→ **Task objective**:
Please retype, word for word, the lines that begin with the one containing "Reviewer note: confirm that each instance of the return" and continue through the final line of the rows below.

[Records from a collection]
------------------------------------------------------------------------
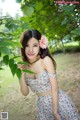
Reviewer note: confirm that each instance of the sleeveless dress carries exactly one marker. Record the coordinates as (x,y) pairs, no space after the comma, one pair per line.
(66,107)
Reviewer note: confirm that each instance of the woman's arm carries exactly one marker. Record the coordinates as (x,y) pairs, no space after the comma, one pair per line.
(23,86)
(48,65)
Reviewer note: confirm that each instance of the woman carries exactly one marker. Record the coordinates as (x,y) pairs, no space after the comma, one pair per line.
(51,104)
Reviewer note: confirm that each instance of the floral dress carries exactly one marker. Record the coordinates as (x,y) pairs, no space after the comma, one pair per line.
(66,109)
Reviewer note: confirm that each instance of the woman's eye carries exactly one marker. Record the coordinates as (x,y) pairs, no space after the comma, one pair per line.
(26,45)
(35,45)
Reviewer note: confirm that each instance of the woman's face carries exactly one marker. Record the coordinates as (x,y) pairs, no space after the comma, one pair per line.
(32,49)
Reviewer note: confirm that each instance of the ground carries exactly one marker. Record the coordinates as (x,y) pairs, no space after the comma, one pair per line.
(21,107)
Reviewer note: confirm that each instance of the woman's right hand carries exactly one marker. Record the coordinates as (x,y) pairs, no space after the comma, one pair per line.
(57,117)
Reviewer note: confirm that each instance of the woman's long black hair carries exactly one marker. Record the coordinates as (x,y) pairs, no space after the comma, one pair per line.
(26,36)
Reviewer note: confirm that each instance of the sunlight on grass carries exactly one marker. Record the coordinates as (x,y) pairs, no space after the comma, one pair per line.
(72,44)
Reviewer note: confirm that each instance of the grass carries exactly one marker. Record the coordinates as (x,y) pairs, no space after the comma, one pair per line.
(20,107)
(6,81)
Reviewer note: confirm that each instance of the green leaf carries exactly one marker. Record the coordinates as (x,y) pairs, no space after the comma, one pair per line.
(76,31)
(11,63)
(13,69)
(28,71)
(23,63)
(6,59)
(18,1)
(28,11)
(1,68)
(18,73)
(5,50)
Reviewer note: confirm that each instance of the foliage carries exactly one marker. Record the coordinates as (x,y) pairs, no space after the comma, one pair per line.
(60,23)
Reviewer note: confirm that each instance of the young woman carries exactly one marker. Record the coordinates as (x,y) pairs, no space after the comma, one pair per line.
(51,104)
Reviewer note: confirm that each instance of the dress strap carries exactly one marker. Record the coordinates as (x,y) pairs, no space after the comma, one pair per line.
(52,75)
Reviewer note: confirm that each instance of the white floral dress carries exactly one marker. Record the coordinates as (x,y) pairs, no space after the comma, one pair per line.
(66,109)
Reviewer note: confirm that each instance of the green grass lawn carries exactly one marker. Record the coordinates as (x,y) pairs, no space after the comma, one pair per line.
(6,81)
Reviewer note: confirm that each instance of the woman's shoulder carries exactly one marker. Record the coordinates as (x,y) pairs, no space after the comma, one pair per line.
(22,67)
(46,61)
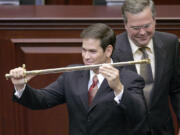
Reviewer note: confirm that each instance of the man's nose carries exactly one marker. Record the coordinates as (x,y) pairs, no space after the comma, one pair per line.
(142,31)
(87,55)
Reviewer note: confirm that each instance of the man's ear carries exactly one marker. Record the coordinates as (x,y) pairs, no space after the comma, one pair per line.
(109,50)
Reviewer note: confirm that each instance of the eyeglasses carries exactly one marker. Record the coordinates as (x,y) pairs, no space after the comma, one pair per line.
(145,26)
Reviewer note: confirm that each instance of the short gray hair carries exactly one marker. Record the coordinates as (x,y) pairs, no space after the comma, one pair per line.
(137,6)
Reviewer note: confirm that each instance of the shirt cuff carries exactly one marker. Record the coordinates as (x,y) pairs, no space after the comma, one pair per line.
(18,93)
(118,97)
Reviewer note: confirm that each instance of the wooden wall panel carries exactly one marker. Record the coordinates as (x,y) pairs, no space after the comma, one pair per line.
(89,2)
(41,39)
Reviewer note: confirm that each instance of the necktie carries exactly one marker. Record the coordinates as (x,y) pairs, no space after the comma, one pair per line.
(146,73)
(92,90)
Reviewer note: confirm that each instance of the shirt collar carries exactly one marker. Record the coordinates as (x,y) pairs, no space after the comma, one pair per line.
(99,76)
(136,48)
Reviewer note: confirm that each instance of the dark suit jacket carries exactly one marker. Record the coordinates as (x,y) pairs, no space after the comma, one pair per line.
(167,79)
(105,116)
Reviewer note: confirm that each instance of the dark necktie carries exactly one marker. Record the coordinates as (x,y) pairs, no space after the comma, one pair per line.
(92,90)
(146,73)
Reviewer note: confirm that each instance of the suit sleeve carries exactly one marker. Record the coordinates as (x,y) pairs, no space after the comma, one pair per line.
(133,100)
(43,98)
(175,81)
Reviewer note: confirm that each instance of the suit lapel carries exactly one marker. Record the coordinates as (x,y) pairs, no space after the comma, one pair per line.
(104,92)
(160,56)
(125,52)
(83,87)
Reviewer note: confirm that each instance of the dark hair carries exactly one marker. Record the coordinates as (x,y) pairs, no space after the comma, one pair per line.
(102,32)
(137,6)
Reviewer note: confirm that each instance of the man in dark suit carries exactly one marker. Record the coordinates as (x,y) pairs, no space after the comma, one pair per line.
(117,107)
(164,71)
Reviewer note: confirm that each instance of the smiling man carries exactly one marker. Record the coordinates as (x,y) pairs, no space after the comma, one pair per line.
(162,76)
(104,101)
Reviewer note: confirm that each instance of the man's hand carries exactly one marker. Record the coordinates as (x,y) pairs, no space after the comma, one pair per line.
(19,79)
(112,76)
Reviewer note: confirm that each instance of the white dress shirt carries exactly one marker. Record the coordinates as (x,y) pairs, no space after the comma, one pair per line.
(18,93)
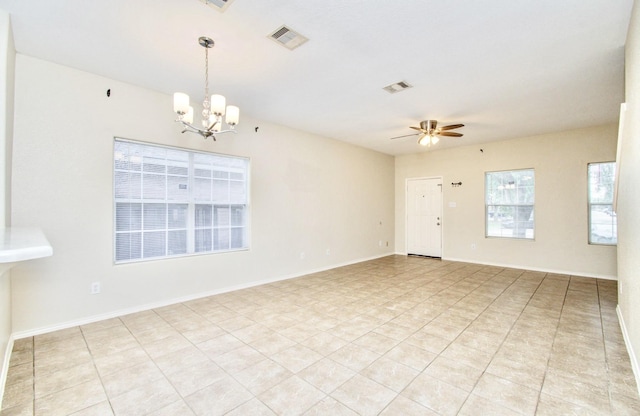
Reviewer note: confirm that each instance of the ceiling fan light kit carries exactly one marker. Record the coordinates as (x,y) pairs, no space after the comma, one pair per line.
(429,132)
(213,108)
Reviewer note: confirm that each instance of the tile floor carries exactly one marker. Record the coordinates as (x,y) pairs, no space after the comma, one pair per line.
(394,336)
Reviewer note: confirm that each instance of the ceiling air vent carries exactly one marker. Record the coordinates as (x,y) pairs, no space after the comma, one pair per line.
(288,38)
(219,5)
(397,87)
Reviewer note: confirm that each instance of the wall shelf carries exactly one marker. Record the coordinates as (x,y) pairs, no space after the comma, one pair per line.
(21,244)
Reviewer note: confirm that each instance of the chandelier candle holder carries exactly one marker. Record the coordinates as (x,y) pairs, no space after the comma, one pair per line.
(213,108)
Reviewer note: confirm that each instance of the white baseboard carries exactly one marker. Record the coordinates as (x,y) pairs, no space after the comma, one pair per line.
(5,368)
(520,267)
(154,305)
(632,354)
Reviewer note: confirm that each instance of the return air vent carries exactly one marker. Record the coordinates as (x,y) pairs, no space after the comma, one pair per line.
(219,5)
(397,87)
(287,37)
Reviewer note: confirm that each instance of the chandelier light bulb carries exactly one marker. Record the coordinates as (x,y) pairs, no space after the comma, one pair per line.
------------------------------------------------------------------------
→ **Solution to this exercise**:
Reviewer note: confirm that each instance of the return air vent carries exactly one marker. Record the coordinates as (x,y) pairs, no space after the comma, one pair per line.
(219,5)
(397,87)
(287,37)
Reviewer note: confirm that each instance of the chandelier light bulb carries exactly one marker. Record the coordinates as (x,y) pairs, no space after the comma, one pair per line.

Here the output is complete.